[Consegna A]
Nel brano sulla cena a Shanghai, perché chi racconta e i suoi compagni sono un po' tristi?

[Brano mostrato]
%%
Cena a ‘The Peacock Room’, terzo piano di fronte all’albergo. Siamo un po’ tristi, è l’ultima cena. Però c’è Alessandro, che ne ha da dire e da chiedere. E c’è un locale accogliente, elegante e sofisticato, una cena eccezionale, e il vino cinese. Chi l’avrebbe mai detto? Ultima sera a Shanghai, non ho bevuto il tè (non è vero, dopo cena me lo sono fatto portare) e ci siamo gustati tre bottiglie in tre di un Cabernet Sauvignon e Shiraz locale (Skyline of Gobi) che abbiamo apprezzato molto (quando Luigi ha ordinato la terza bottiglia il cameriere ha detto: really?!). Per non farci mancare niente, abbiamo accetatto anche un intermezzo di gin tonic (ce l’han portato loro) con il gin al lemon grass, tra un secondo e un altro secondo. Superlativo. Abbiamo mangiato lingua di toro, serpente della foresta (con la pelle!), aglio nero, noodles ‘dandan’ alla Sichuanese e una decina di altre cose strane di cui non ricordo il nome. Abbiamo riso, bevuto, scattato selfie e spettegolato.
%%
[Materiale di lavoro]
%%
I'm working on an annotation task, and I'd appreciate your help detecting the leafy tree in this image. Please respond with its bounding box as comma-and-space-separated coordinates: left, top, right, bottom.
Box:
%%
%%
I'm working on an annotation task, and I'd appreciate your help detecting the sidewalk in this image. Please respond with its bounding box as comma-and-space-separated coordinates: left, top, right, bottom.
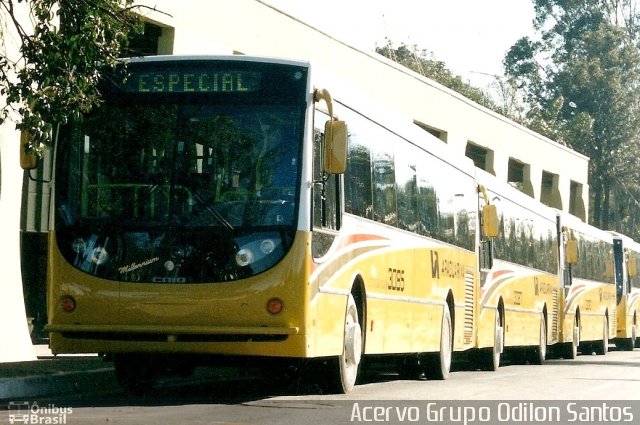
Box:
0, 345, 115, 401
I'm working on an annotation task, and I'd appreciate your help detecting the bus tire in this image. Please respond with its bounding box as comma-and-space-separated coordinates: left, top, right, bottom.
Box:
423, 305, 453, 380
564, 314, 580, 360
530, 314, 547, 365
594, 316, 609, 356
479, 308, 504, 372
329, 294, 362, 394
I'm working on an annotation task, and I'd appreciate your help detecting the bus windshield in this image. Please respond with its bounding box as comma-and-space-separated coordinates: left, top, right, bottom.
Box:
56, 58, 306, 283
%%
%%
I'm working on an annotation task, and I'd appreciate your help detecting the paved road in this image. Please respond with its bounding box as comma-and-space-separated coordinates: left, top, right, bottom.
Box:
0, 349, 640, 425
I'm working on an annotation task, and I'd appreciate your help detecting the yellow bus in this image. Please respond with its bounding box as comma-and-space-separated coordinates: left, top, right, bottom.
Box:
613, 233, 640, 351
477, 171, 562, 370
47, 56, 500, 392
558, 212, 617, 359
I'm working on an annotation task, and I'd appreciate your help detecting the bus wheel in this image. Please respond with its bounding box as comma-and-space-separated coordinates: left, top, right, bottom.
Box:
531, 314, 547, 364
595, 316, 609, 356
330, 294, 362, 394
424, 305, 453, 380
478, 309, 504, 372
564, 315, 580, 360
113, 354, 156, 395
%%
[Consegna B]
Estrai dai record ogni riga che contiene la parola "help".

[Risposta corretta A]
Sono un po' tristi perché è l'ultima cena, cioè l'ultima sera a Shanghai.

[Risposta corretta B]
I'm working on an annotation task, and I'd appreciate your help detecting the leafy tree in this image. Please respond with its bounding box as comma-and-space-separated coordinates: left, top, right, bottom.
I'm working on an annotation task, and I'd appreciate your help detecting the sidewalk in this image. Please respond with its bounding box as comma-and-space-separated coordinates: left, top, right, bottom.
I'm working on an annotation task, and I'd appreciate your help detecting the bus tire in this image. Please respond with its bounding box as comma-and-space-separated coordinates: left, top, right, bottom.
I'm working on an annotation task, and I'd appreciate your help detecting the bus windshield in this image. Please respond with its bounding box as comma-and-space-separated coordinates: left, top, right, bottom.
I'm working on an annotation task, and I'd appreciate your help detecting the paved road in this image. Please respond with its bounding box as comma-and-space-separated coordinates: left, top, right, bottom.
I'm working on an annotation task, and I'd appreciate your help detecting the yellow bus in this image. Please respond with its bounding box as comma-and-space-separated coordinates: left, top, right, bottom.
I'm working on an annotation task, and I'd appreciate your help detecting the bus wheel in this image. Please respond with its bounding box as comma-and-space-separated coordinates: left, top, right, bottom.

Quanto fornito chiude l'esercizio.